◆ **PROBLEM STATEMENT**
Could you copy out all the lines in the material below where the word "sample" occurs?

◆ **GIVEN RECORDS**
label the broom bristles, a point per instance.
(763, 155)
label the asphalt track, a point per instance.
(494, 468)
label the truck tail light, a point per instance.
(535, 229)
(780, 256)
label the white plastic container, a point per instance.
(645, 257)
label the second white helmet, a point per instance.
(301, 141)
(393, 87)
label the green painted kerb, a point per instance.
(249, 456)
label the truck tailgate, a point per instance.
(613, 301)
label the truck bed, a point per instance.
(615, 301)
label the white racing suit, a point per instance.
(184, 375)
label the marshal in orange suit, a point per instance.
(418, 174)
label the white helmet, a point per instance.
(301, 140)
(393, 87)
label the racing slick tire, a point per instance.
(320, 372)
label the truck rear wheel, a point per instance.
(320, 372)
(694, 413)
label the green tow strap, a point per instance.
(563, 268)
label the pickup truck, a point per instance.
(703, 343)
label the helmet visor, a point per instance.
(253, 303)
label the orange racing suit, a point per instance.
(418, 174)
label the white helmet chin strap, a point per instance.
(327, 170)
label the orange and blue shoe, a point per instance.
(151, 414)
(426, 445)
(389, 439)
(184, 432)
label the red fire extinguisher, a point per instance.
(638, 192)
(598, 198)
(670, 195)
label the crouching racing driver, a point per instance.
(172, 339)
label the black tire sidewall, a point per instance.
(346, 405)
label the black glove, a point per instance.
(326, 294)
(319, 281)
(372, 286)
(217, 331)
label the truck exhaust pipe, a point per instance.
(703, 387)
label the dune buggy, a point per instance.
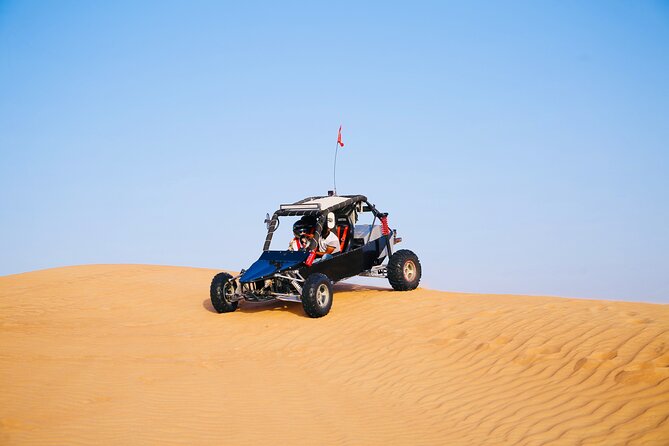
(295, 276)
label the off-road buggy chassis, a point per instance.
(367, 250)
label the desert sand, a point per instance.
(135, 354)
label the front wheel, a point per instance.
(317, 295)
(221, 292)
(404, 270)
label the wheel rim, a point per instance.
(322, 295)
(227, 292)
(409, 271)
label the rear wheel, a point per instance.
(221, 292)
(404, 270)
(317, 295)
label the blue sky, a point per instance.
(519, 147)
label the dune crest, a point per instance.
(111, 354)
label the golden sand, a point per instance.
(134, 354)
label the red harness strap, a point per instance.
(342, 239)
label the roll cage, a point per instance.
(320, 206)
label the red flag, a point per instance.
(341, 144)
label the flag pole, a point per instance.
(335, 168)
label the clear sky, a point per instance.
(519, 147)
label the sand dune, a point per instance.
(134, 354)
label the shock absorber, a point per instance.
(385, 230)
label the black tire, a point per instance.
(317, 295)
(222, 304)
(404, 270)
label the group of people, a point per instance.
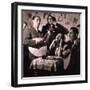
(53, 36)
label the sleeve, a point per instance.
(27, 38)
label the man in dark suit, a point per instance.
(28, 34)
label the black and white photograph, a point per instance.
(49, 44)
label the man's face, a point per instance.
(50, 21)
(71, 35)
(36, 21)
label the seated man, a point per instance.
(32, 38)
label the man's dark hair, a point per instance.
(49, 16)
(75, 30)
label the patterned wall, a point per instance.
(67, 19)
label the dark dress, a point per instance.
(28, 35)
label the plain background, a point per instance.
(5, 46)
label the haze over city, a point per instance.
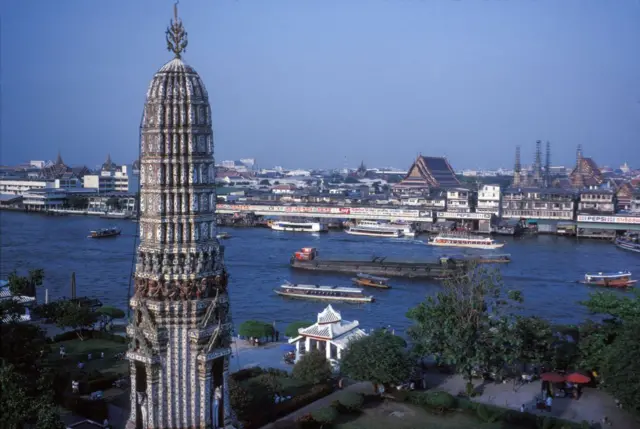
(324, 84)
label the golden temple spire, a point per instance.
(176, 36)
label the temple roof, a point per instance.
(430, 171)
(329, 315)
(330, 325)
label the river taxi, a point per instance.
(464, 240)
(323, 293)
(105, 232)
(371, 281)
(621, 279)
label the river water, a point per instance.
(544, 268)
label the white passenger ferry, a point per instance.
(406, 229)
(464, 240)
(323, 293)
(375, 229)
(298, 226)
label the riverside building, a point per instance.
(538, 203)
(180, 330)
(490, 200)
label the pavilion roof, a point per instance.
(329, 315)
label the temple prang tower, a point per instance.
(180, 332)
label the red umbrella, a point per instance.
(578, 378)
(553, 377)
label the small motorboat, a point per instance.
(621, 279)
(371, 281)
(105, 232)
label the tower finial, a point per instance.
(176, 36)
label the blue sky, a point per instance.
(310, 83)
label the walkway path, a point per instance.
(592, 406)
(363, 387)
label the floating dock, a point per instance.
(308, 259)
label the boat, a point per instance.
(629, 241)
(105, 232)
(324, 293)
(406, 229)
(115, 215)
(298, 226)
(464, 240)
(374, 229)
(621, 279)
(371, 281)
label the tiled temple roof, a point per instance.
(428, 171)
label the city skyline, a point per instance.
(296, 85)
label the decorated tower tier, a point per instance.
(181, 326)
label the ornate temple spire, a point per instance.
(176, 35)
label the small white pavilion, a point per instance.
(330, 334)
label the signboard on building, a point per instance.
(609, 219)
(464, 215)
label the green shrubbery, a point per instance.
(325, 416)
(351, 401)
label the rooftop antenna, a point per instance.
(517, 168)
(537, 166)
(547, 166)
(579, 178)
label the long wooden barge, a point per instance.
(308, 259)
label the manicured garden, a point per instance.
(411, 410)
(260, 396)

---

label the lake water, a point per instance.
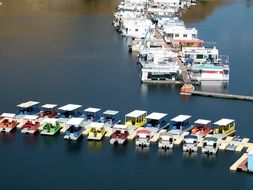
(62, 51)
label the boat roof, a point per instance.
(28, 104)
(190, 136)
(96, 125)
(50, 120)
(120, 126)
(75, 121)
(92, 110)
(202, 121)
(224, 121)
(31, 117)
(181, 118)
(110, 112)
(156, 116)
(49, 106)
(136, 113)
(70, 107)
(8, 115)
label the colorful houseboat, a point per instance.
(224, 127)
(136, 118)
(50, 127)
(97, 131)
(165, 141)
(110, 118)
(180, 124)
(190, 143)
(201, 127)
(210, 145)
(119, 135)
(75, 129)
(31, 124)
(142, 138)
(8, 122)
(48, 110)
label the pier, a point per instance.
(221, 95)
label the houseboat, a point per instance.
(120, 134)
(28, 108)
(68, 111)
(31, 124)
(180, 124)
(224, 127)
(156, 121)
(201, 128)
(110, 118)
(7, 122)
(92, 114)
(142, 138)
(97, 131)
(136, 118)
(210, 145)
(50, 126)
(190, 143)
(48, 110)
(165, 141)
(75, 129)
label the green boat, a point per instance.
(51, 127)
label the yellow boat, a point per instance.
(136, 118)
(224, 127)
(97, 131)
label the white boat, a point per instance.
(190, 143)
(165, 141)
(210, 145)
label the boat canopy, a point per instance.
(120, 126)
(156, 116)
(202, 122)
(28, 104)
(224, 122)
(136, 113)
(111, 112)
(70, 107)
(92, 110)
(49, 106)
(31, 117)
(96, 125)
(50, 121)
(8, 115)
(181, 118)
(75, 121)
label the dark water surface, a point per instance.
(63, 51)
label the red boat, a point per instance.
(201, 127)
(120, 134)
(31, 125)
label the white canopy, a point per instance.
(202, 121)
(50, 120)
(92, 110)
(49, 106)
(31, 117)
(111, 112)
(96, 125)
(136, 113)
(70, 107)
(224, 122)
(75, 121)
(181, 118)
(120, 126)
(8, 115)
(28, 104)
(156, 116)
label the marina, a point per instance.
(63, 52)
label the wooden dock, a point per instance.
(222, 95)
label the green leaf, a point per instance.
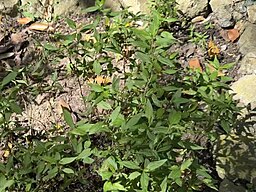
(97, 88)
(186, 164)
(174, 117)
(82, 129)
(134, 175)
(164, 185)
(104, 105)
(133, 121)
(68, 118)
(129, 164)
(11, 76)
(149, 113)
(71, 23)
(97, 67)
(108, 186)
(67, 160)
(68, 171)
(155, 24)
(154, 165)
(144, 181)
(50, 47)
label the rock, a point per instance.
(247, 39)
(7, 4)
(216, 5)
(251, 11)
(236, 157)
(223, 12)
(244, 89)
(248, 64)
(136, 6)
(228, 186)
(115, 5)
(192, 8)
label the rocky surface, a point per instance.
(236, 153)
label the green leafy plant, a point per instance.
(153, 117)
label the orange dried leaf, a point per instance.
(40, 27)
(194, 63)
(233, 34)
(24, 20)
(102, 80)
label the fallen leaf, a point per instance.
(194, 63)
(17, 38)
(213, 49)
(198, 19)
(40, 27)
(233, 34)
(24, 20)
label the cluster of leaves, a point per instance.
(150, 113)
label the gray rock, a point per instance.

==

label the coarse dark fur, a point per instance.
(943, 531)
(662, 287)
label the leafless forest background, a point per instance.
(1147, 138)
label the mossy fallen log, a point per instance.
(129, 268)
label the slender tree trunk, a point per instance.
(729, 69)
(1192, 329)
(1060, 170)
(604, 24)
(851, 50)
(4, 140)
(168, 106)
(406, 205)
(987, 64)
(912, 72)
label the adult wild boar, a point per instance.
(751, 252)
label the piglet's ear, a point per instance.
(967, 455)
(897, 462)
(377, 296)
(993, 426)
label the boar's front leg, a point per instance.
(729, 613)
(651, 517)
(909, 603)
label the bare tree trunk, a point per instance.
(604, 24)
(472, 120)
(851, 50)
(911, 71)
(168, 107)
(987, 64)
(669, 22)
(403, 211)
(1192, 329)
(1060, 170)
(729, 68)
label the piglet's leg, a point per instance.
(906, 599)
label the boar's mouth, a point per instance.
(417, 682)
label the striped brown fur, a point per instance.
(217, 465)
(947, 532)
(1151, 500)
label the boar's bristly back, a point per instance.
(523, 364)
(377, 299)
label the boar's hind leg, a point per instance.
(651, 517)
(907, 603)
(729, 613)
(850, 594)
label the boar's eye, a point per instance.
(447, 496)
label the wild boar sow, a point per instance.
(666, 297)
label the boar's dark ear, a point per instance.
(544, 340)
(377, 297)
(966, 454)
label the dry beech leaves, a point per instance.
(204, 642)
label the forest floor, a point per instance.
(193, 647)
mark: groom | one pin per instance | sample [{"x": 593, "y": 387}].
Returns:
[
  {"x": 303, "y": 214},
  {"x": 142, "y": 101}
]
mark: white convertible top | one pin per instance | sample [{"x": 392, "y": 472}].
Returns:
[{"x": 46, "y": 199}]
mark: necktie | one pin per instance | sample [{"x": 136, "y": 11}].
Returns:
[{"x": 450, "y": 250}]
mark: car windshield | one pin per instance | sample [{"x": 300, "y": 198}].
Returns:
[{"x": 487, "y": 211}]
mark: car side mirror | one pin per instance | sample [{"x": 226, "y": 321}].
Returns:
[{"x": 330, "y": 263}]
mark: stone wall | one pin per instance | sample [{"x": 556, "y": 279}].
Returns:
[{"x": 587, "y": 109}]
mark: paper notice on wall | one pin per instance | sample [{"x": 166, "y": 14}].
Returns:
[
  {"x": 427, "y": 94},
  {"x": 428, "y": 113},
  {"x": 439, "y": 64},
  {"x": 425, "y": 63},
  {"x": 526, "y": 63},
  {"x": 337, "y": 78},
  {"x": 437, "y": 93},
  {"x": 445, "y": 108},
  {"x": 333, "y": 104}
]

◆ **ANSWER SECTION**
mark: groom | one pin per instance | sample [{"x": 593, "y": 387}].
mark: white convertible top | one pin per instance | sample [{"x": 392, "y": 472}].
mark: necktie | one pin per instance | sample [{"x": 136, "y": 11}].
mark: car windshield | one pin per instance | sample [{"x": 300, "y": 198}].
mark: car side mirror | one pin per instance | sample [{"x": 226, "y": 321}].
mark: stone wall | one pin per instance | sample [{"x": 556, "y": 279}].
mark: paper notice on wall | one pin per instance | sample [{"x": 166, "y": 14}].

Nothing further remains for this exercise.